• **What is expected**: All of the entries are to be restated word for word.

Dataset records
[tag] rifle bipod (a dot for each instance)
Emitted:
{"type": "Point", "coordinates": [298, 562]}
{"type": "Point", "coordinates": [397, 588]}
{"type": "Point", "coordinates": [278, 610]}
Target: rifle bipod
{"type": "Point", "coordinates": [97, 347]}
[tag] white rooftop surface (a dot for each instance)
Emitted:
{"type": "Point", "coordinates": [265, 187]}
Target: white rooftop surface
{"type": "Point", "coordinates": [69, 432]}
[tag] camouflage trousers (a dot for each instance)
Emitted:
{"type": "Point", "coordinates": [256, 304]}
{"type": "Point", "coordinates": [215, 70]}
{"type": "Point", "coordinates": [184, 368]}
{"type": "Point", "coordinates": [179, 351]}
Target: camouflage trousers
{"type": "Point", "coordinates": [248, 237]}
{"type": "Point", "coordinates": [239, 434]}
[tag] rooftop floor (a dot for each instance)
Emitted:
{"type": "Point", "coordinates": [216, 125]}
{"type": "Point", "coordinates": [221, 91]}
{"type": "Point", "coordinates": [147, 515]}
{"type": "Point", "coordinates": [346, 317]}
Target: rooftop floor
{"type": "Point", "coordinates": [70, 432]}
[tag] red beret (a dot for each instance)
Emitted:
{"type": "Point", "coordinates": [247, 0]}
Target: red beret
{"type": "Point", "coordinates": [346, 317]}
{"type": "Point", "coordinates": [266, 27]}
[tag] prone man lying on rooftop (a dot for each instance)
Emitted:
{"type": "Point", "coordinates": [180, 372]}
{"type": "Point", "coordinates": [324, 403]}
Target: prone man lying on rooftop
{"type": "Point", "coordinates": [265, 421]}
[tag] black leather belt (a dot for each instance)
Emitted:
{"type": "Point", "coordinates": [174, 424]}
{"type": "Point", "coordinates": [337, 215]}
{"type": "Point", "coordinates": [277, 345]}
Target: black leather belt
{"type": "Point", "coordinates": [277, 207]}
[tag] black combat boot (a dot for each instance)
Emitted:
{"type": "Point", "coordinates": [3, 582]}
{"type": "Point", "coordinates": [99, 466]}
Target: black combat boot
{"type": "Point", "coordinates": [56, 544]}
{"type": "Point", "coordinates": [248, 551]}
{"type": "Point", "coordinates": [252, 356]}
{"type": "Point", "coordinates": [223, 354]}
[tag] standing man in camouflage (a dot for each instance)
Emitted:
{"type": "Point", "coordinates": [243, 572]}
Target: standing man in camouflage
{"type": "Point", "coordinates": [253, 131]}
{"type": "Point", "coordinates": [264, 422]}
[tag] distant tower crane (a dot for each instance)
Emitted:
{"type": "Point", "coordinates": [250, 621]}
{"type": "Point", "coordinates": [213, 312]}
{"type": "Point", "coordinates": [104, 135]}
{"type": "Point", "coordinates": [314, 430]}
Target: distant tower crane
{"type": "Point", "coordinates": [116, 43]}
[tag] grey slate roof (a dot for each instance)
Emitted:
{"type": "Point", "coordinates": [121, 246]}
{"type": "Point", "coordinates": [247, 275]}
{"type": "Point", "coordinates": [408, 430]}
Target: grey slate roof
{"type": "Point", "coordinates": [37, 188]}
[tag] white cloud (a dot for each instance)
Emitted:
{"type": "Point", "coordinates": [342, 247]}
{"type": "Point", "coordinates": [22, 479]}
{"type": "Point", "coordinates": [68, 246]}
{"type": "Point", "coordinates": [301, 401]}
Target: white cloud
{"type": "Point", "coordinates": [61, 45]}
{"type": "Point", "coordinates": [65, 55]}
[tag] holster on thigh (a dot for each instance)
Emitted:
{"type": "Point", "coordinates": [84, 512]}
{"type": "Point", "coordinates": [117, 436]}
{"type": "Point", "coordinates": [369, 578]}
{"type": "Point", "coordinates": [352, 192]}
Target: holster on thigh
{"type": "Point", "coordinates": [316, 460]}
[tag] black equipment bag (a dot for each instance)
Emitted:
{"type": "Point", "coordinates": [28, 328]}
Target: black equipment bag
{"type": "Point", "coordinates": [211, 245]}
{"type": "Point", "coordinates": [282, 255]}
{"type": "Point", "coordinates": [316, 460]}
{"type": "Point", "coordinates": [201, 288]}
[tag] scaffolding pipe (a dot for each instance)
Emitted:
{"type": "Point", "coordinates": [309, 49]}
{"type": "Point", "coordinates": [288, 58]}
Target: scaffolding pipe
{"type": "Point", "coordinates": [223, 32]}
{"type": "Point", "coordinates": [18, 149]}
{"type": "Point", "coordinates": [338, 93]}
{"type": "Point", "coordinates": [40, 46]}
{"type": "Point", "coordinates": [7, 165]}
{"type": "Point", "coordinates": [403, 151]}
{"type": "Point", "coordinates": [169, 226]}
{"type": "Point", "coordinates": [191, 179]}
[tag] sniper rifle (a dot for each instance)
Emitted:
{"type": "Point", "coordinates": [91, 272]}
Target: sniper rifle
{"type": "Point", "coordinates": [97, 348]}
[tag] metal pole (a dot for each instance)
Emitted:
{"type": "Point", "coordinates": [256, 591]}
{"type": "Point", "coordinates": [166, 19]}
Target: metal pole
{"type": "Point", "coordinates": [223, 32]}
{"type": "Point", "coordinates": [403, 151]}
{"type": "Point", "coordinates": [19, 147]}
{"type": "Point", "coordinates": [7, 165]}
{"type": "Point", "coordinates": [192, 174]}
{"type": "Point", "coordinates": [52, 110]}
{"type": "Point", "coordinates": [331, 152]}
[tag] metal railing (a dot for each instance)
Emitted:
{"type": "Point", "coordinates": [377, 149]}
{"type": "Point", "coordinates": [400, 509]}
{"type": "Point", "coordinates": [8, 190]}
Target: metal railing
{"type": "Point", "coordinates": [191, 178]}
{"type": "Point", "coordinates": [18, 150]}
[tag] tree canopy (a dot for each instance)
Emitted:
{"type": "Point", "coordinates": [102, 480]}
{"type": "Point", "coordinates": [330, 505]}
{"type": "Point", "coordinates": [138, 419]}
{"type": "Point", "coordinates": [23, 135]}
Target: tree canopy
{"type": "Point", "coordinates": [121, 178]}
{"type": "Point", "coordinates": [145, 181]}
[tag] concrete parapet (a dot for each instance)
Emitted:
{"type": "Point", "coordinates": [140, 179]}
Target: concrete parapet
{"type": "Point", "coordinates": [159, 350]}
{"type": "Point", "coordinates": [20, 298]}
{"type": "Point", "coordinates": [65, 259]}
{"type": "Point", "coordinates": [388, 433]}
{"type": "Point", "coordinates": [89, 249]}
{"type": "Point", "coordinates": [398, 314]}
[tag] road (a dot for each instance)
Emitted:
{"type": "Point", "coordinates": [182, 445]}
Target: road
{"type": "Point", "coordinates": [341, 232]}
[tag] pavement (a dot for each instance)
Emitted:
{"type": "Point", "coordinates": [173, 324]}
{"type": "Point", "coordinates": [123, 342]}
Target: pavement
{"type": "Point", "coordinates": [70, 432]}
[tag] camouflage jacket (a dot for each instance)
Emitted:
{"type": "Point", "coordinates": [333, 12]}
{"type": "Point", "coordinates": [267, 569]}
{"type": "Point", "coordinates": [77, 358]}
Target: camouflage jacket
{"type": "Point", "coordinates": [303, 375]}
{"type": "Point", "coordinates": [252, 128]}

• **Task response**:
[tag] rifle bipod (a dot for each instance)
Emitted:
{"type": "Point", "coordinates": [298, 562]}
{"type": "Point", "coordinates": [397, 588]}
{"type": "Point", "coordinates": [278, 610]}
Target: rifle bipod
{"type": "Point", "coordinates": [97, 347]}
[tag] white rooftop surface (a dot for each instance)
Emitted:
{"type": "Point", "coordinates": [265, 187]}
Target: white rooftop surface
{"type": "Point", "coordinates": [69, 432]}
[tag] camouflage trousers (a dot for each instance)
Emitted:
{"type": "Point", "coordinates": [256, 304]}
{"type": "Point", "coordinates": [215, 70]}
{"type": "Point", "coordinates": [184, 368]}
{"type": "Point", "coordinates": [179, 351]}
Target: camouflage trousers
{"type": "Point", "coordinates": [248, 237]}
{"type": "Point", "coordinates": [239, 434]}
[tag] rooftop floor (a dot for each instance)
Emitted:
{"type": "Point", "coordinates": [216, 125]}
{"type": "Point", "coordinates": [221, 91]}
{"type": "Point", "coordinates": [147, 515]}
{"type": "Point", "coordinates": [346, 317]}
Target: rooftop floor
{"type": "Point", "coordinates": [70, 432]}
[tag] red beret (a dot for each instance)
Emitted:
{"type": "Point", "coordinates": [247, 0]}
Target: red beret
{"type": "Point", "coordinates": [346, 317]}
{"type": "Point", "coordinates": [266, 27]}
[tag] prone man lying on rooftop (a dot for each instance)
Emitted:
{"type": "Point", "coordinates": [180, 372]}
{"type": "Point", "coordinates": [324, 403]}
Target: prone man lying on rooftop
{"type": "Point", "coordinates": [265, 421]}
[tag] black leather belt (a dot for each instance)
Emitted:
{"type": "Point", "coordinates": [174, 424]}
{"type": "Point", "coordinates": [337, 215]}
{"type": "Point", "coordinates": [277, 345]}
Target: black leather belt
{"type": "Point", "coordinates": [277, 207]}
[tag] black combat boot (a dot for each instance)
Emitted:
{"type": "Point", "coordinates": [3, 582]}
{"type": "Point", "coordinates": [99, 466]}
Target: black combat boot
{"type": "Point", "coordinates": [56, 544]}
{"type": "Point", "coordinates": [248, 551]}
{"type": "Point", "coordinates": [252, 356]}
{"type": "Point", "coordinates": [223, 354]}
[tag] standing man in camouflage (a dot for each instance)
Emitted:
{"type": "Point", "coordinates": [243, 572]}
Target: standing man in camouflage
{"type": "Point", "coordinates": [253, 131]}
{"type": "Point", "coordinates": [264, 422]}
[tag] distant tower crane (a dot for each instance)
Emitted:
{"type": "Point", "coordinates": [250, 621]}
{"type": "Point", "coordinates": [213, 312]}
{"type": "Point", "coordinates": [104, 135]}
{"type": "Point", "coordinates": [314, 430]}
Target: distant tower crane
{"type": "Point", "coordinates": [116, 43]}
[tag] grey slate roof (a dot for each instance)
Emitted:
{"type": "Point", "coordinates": [121, 246]}
{"type": "Point", "coordinates": [247, 275]}
{"type": "Point", "coordinates": [408, 430]}
Target: grey slate roof
{"type": "Point", "coordinates": [37, 188]}
[tag] white cloud (a dot for each instance)
Emitted:
{"type": "Point", "coordinates": [342, 247]}
{"type": "Point", "coordinates": [22, 479]}
{"type": "Point", "coordinates": [68, 246]}
{"type": "Point", "coordinates": [301, 401]}
Target: white cloud
{"type": "Point", "coordinates": [61, 45]}
{"type": "Point", "coordinates": [65, 55]}
[tag] holster on thigh (a dot for each instance)
Emitted:
{"type": "Point", "coordinates": [84, 512]}
{"type": "Point", "coordinates": [117, 436]}
{"type": "Point", "coordinates": [369, 578]}
{"type": "Point", "coordinates": [352, 192]}
Target: holster on thigh
{"type": "Point", "coordinates": [316, 460]}
[tag] black equipment bag (a dot for each instance)
Emitted:
{"type": "Point", "coordinates": [28, 328]}
Target: black equipment bag
{"type": "Point", "coordinates": [211, 245]}
{"type": "Point", "coordinates": [282, 255]}
{"type": "Point", "coordinates": [316, 460]}
{"type": "Point", "coordinates": [201, 288]}
[tag] scaffolding pipe (a dot for each instance)
Emitted:
{"type": "Point", "coordinates": [309, 49]}
{"type": "Point", "coordinates": [288, 58]}
Target: scaffolding pipe
{"type": "Point", "coordinates": [223, 32]}
{"type": "Point", "coordinates": [18, 149]}
{"type": "Point", "coordinates": [338, 93]}
{"type": "Point", "coordinates": [40, 46]}
{"type": "Point", "coordinates": [7, 165]}
{"type": "Point", "coordinates": [403, 151]}
{"type": "Point", "coordinates": [169, 226]}
{"type": "Point", "coordinates": [191, 179]}
[tag] sniper rifle (a dot for each instance)
Emitted:
{"type": "Point", "coordinates": [91, 272]}
Target: sniper rifle
{"type": "Point", "coordinates": [97, 348]}
[tag] metal pole (a dot for each instance)
Emitted:
{"type": "Point", "coordinates": [256, 591]}
{"type": "Point", "coordinates": [166, 19]}
Target: metal pole
{"type": "Point", "coordinates": [223, 32]}
{"type": "Point", "coordinates": [403, 151]}
{"type": "Point", "coordinates": [19, 147]}
{"type": "Point", "coordinates": [7, 165]}
{"type": "Point", "coordinates": [192, 174]}
{"type": "Point", "coordinates": [52, 110]}
{"type": "Point", "coordinates": [331, 152]}
[tag] metal railing (a dot for each instance)
Emitted:
{"type": "Point", "coordinates": [377, 149]}
{"type": "Point", "coordinates": [400, 509]}
{"type": "Point", "coordinates": [8, 190]}
Target: metal railing
{"type": "Point", "coordinates": [191, 178]}
{"type": "Point", "coordinates": [18, 150]}
[tag] tree canopy (a dot for each instance)
Emitted:
{"type": "Point", "coordinates": [102, 480]}
{"type": "Point", "coordinates": [330, 505]}
{"type": "Point", "coordinates": [138, 419]}
{"type": "Point", "coordinates": [23, 135]}
Target: tree canopy
{"type": "Point", "coordinates": [121, 178]}
{"type": "Point", "coordinates": [145, 181]}
[tag] concrete parapet (a dot for each instance)
Emitted:
{"type": "Point", "coordinates": [140, 179]}
Target: concrete parapet
{"type": "Point", "coordinates": [159, 350]}
{"type": "Point", "coordinates": [20, 298]}
{"type": "Point", "coordinates": [65, 259]}
{"type": "Point", "coordinates": [388, 433]}
{"type": "Point", "coordinates": [89, 249]}
{"type": "Point", "coordinates": [398, 314]}
[tag] road (a dot for each instance)
Emitted:
{"type": "Point", "coordinates": [182, 445]}
Target: road
{"type": "Point", "coordinates": [341, 232]}
[tag] pavement (a dot for each instance)
Emitted:
{"type": "Point", "coordinates": [173, 324]}
{"type": "Point", "coordinates": [123, 342]}
Target: pavement
{"type": "Point", "coordinates": [70, 432]}
[tag] camouflage jacket (a dot for each instance)
Emitted:
{"type": "Point", "coordinates": [333, 12]}
{"type": "Point", "coordinates": [267, 569]}
{"type": "Point", "coordinates": [77, 358]}
Target: camouflage jacket
{"type": "Point", "coordinates": [303, 375]}
{"type": "Point", "coordinates": [252, 128]}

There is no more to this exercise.